[Exercise material Boundary: Start]

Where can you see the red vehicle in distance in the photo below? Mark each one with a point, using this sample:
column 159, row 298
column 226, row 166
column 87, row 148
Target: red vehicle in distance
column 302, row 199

[Exercise material Boundary: End]
[Exercise material Boundary: Start]

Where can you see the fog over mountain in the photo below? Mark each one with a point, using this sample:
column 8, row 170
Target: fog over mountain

[Exercise material Boundary: End]
[Exercise material Boundary: Start]

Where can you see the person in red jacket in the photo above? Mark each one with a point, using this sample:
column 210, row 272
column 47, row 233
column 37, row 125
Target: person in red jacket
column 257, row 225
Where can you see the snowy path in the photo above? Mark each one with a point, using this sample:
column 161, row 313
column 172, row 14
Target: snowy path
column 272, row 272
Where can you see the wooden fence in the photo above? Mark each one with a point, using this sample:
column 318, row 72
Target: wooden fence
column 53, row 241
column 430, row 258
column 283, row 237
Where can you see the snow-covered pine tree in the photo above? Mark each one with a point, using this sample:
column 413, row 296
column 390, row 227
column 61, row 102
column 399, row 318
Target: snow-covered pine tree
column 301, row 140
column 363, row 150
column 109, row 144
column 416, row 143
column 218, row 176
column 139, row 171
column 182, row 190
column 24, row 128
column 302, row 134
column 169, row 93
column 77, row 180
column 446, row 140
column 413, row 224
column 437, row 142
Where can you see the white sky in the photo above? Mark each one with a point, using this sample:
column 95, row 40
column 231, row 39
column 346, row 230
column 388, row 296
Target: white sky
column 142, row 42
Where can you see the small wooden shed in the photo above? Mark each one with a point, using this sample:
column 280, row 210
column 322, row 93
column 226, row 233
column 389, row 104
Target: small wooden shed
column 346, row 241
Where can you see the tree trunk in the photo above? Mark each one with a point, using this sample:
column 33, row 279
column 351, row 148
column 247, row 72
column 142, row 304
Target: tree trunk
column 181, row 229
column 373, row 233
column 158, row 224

[Exercise material Boundary: End]

* Instructions to follow *
The listing above holds a line with "Target: person in red jacket" and a line with "column 399, row 318". Print the stretch from the first through the second, exactly and alone.

* Solution for this task *
Target: person in red jacket
column 257, row 225
Where can you see the snowy path in the photo above? Mark each one with a point, using this sample:
column 161, row 313
column 172, row 14
Target: snowy path
column 272, row 272
Where can you see the wooden fence in the photo above? Mark each one with a point, using this sample:
column 318, row 72
Target: wooden fence
column 53, row 241
column 430, row 258
column 283, row 237
Where can you see the snow-covered pine tree in the photo above? Mark each one with a point, using this sample:
column 413, row 296
column 390, row 227
column 61, row 102
column 399, row 318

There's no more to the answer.